WORK INSTRUCTIONS:
1. Answer these from the Nimbus page, one line each:
(a) What sits in front of the Velocity proxies so players connect to a single address?
(b) Which mode handles everything when a network runs on one machine?
(c) What port number appears next to the load balancer in the architecture diagram?
2. Revise the Nimbus page, starting with "Distribute Nimbus services" and going on through "I need this?", and put "manager" in place of "controller".

EXCERPT TO READ:
···

Nimbus — Minecraft Cloud System

Distribute Nimbus services across multiple machines with cluster mode, agent nodes, placement strategies, TCP load balancing, and automatic failover.

Nimbus can distribute services across multiple machines using cluster mode. A central controller coordinates remote agent nodes that run services locally — scaling, placement, and monitoring all happen automatically. An optional TCP load balancer sits in front of your Velocity proxies so players connect to a single address.

When do I need this?

If your network runs on one machine, you don't — single-node mode handles everything. Multi-node becomes valuable when you need more RAM, CPU, or want geographic distribution across dedicated servers.

Architecture

                        Players
                           │
                 ┌─────────▼──────────┐
                 │   Load Balancer    │  :25565 (optional)

···

INFORMATION SHOWN:
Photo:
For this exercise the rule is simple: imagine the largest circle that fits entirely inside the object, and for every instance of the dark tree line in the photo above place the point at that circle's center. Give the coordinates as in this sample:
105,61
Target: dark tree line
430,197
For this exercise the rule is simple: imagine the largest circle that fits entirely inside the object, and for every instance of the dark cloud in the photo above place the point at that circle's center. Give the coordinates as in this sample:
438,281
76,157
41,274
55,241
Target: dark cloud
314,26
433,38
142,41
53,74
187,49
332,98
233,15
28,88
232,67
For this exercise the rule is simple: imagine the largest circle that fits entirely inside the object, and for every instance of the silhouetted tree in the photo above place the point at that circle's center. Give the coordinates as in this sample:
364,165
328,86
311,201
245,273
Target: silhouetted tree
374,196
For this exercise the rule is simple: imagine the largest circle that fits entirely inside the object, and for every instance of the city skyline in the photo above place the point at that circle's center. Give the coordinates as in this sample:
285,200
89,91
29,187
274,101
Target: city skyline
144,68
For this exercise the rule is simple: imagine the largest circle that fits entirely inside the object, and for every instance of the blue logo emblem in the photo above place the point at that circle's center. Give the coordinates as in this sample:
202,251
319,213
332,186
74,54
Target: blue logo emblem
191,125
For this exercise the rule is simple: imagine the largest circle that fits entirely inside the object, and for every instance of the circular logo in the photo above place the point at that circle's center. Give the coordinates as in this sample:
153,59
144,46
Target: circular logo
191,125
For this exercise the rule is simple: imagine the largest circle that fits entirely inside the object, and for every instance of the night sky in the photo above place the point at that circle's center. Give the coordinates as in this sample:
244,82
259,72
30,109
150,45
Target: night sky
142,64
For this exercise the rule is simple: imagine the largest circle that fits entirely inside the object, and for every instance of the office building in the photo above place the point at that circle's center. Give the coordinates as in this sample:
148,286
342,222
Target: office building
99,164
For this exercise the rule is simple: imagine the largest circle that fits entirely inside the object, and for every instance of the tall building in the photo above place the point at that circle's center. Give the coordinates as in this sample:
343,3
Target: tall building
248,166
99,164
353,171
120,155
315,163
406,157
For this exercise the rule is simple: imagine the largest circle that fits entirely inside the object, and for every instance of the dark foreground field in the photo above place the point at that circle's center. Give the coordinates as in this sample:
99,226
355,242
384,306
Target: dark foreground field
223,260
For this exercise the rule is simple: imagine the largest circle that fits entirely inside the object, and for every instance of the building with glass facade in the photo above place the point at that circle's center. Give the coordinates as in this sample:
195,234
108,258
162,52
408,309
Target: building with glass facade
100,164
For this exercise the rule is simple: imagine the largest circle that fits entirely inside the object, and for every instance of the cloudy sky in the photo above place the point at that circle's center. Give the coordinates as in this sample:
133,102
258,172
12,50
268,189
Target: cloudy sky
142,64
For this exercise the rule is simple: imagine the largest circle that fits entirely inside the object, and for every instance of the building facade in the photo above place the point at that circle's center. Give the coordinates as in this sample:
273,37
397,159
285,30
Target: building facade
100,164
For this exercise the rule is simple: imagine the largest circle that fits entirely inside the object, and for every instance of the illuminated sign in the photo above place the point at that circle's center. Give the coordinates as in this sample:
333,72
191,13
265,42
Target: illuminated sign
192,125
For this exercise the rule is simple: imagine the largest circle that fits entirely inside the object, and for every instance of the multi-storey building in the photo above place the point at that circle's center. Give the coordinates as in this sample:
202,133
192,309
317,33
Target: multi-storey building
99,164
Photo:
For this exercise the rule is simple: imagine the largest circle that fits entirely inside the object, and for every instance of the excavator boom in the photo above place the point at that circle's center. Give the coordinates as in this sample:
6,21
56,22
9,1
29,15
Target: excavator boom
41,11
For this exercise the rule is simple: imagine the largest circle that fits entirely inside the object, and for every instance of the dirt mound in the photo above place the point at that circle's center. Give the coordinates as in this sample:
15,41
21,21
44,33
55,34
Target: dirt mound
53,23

···

ANSWERS FOR THIS EXERCISE:
1.
(a) An optional TCP load balancer.
(b) Single-node mode.
(c) 25565.

2.
Distribute Nimbus services across multiple machines with cluster mode, agent nodes, placement strategies, TCP load balancing, and automatic failover.

Nimbus can distribute services across multiple machines using cluster mode. A central manager coordinates remote agent nodes that run services locally — scaling, placement, and monitoring all happen automatically. An optional TCP load balancer sits in front of your Velocity proxies so players connect to a single address.

When do I need this?